◆ **WHAT YOU NEED TO DO**
Below, find the line containing "# output shape: one"; from there to the final line, print every line exactly and skip the pictures.

◆ **RECORD SET**

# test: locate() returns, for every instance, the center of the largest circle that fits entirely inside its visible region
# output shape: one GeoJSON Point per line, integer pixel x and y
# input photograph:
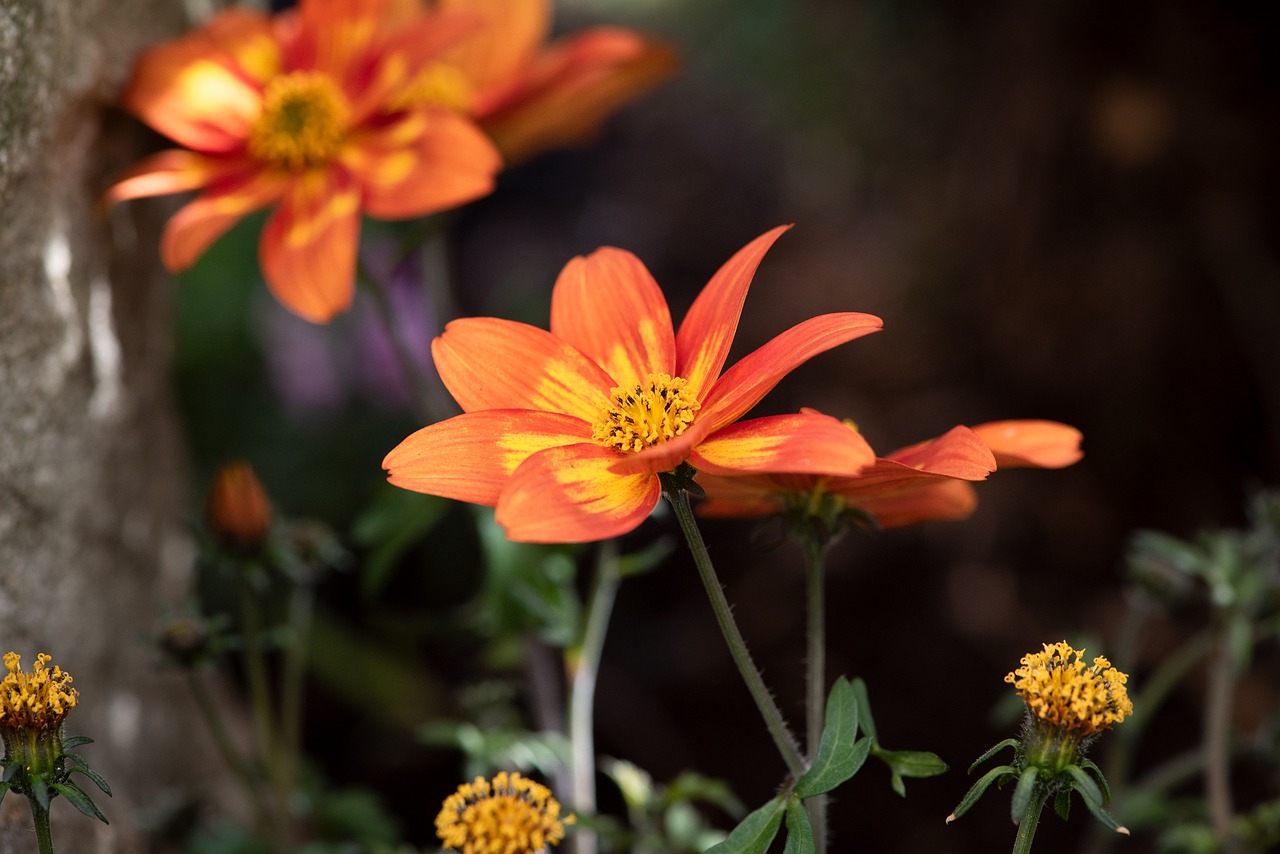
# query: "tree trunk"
{"type": "Point", "coordinates": [92, 542]}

◆ **RESPONSE**
# output shape: one GeoJSON Point per line, integer pixel x and y
# input photograph:
# query: "tree trunk"
{"type": "Point", "coordinates": [92, 542]}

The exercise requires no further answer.